-- Start Provided passage --
I really need help doing different functions with logs. I just read these 2 questions and I actually dont even know where to start so any help would be greatly appreciated.
The first one is
Solve
log*small 2* (2x + 1) - log*small 2* (x) = 2
And the other is
Given that log*small 5* (x) = a and
log*small 5* (y) = b
Find in terms a and b,
Log*small 5* (x*squared* divided by y)
and
Log (25x*square root y*)
All the x's are letters and not multiply signs by the way
I'm really stuck!
2007-02-01 05:53:27 · 4 answers · asked by will t 2 in Science & Mathematics ➔ Mathematics
To help you solve this, rely on the following definition and try to understand it. It is a definition that is just being glossed over by a lot of students but actually it is a very powerful tool in the basic understanding of the logarithms.
-- End Provided passage --
#### Task instructions:
From the thread on logarithm problems, pull out the passage between "I really need" and "(25x*square root y*)", inclusive, copying it word for word.
-- Start Listing --
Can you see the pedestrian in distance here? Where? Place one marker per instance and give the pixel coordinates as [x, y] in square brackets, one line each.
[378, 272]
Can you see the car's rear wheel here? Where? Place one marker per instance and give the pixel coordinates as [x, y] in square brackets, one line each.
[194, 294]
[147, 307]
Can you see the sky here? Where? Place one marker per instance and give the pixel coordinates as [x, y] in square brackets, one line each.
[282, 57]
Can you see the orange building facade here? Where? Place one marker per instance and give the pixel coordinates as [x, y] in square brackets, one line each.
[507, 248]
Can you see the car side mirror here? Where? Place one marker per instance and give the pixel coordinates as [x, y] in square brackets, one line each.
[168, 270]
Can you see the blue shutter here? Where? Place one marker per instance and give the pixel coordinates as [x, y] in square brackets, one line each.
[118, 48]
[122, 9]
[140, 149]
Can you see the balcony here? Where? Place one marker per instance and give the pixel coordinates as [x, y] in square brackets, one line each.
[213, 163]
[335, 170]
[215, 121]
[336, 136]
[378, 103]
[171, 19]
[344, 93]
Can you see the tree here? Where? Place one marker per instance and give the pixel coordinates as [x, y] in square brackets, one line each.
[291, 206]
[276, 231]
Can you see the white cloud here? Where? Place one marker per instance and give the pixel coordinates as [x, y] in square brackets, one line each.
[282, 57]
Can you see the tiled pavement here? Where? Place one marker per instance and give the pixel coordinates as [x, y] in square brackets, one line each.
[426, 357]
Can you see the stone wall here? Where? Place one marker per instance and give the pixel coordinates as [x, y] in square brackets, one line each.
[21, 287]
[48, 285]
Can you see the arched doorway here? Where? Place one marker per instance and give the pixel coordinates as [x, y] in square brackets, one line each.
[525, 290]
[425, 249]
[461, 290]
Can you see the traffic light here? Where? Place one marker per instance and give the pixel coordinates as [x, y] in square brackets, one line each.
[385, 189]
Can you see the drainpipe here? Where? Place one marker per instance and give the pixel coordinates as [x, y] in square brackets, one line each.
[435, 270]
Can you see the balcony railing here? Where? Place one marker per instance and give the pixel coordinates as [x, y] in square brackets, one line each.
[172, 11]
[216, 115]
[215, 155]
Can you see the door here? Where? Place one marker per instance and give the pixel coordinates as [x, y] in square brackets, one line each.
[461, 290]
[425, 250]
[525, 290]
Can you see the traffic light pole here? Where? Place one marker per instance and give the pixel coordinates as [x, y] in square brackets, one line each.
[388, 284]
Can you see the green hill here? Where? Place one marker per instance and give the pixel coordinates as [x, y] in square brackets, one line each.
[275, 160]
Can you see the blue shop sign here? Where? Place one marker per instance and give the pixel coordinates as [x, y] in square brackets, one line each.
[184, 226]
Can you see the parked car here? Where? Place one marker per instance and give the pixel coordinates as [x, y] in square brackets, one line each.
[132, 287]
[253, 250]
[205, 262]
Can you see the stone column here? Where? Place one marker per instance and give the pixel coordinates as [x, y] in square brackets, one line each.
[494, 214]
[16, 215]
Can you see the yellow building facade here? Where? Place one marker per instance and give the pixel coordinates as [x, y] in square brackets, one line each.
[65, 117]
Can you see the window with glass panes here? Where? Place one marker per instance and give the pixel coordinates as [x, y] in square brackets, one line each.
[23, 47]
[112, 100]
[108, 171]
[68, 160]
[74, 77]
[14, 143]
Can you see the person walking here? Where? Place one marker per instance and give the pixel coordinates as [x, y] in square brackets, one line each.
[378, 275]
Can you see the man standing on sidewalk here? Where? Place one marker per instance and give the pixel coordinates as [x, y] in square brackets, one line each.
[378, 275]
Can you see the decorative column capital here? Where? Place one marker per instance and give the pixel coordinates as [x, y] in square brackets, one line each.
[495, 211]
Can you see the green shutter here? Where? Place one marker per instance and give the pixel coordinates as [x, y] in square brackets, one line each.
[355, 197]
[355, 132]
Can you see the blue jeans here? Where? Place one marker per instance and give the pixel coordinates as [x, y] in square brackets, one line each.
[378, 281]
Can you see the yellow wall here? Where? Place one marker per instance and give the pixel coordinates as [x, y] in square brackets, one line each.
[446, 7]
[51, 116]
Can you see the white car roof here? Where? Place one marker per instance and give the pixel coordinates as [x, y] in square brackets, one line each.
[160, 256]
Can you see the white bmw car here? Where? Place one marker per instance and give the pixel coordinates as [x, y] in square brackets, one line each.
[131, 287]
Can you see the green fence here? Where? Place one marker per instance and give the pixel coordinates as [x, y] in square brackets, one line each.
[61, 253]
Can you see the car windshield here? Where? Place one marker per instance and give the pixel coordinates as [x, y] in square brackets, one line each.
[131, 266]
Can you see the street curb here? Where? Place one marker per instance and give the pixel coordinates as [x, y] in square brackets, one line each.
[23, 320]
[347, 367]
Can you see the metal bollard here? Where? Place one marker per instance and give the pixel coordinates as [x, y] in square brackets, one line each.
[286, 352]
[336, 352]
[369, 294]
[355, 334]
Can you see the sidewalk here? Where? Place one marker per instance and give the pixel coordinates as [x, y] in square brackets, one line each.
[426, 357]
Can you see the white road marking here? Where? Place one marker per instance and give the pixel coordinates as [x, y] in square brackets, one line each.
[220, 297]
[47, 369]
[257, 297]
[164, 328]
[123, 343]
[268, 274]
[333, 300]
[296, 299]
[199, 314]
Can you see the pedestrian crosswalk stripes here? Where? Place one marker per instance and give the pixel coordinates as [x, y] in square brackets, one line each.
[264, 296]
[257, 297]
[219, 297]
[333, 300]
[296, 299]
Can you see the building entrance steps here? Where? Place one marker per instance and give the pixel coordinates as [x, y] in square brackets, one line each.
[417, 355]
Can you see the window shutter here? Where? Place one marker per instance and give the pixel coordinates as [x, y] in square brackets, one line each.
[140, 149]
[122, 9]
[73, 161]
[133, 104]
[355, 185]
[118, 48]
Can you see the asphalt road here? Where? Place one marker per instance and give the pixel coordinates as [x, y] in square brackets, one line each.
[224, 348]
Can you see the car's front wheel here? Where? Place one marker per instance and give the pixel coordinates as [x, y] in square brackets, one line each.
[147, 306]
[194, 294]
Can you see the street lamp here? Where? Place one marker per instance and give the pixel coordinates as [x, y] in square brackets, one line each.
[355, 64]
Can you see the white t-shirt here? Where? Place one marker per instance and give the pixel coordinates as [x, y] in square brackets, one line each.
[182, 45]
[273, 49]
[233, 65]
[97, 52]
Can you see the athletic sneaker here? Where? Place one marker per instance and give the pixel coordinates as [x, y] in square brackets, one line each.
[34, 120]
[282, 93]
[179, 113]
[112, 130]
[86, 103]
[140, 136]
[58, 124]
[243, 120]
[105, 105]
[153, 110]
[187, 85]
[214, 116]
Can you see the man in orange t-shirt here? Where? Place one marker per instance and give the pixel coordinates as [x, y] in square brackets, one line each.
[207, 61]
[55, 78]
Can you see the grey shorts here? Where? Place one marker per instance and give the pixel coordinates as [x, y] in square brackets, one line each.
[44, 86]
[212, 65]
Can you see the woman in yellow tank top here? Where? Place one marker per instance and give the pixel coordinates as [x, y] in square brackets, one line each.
-- End Listing --
#### Expected answer:
I really need help doing different functions with logs. I just read these 2 questions and I actually dont even know where to start so any help would be greatly appreciated.
The first one is
Solve
log*small 2* (2x + 1) - log*small 2* (x) = 2
And the other is
Given that log*small 5* (x) = a and
log*small 5* (y) = b
Find in terms a and b,
Log*small 5* (x*squared* divided by y)
and
Log (25x*square root y*)